## Requirement
The records below are to be restated word for word, with every picture left out.

## Source data
- - -
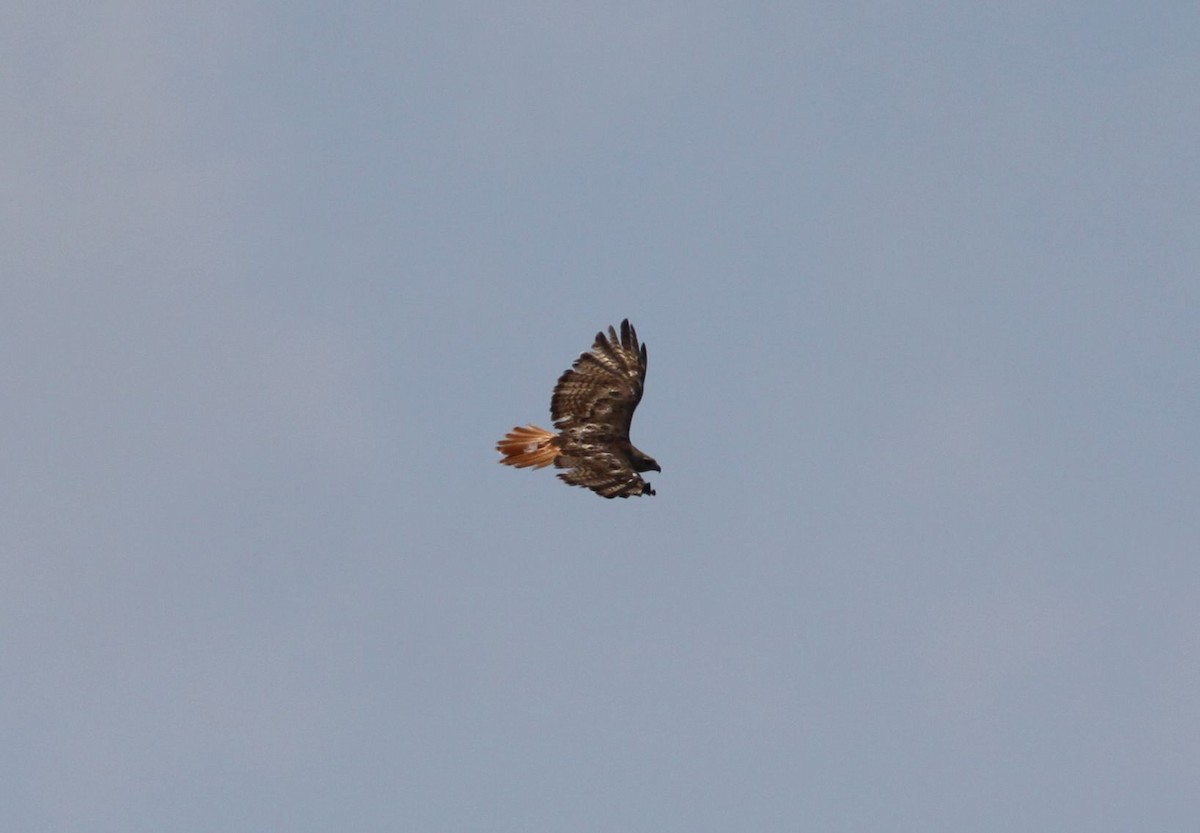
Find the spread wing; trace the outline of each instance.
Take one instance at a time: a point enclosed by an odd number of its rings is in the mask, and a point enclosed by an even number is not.
[[[646,381],[646,347],[626,319],[621,333],[596,334],[592,349],[559,377],[550,415],[560,432],[567,469],[558,476],[605,497],[653,494],[629,457],[629,426]]]
[[[554,465],[565,469],[558,473],[559,480],[564,483],[583,486],[604,497],[654,494],[650,484],[633,470],[624,455],[589,443],[587,438],[568,440],[563,445],[573,449],[567,451],[564,448],[554,460]]]
[[[591,351],[558,378],[550,416],[560,431],[590,427],[628,440],[645,381],[646,347],[638,344],[637,331],[626,319],[619,339],[612,327],[607,336],[596,333]]]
- - -
## Task response
Find the spread wing; trace the outline of each instance.
Take one instance at a time: a point enclosed by an odd number of its rings is in the mask, and a point enclosed by an even number is not.
[[[646,381],[646,347],[626,319],[621,333],[596,334],[592,349],[559,377],[550,415],[560,432],[567,469],[558,476],[605,497],[653,494],[629,457],[629,426]]]
[[[554,465],[565,469],[558,473],[559,480],[564,483],[583,486],[604,497],[654,494],[650,484],[633,470],[624,455],[589,443],[587,438],[568,440],[563,445],[573,449],[567,451],[564,448],[554,460]]]
[[[591,351],[558,378],[550,416],[560,431],[590,427],[628,440],[645,381],[646,347],[638,344],[637,331],[626,319],[619,339],[612,327],[607,336],[596,333]]]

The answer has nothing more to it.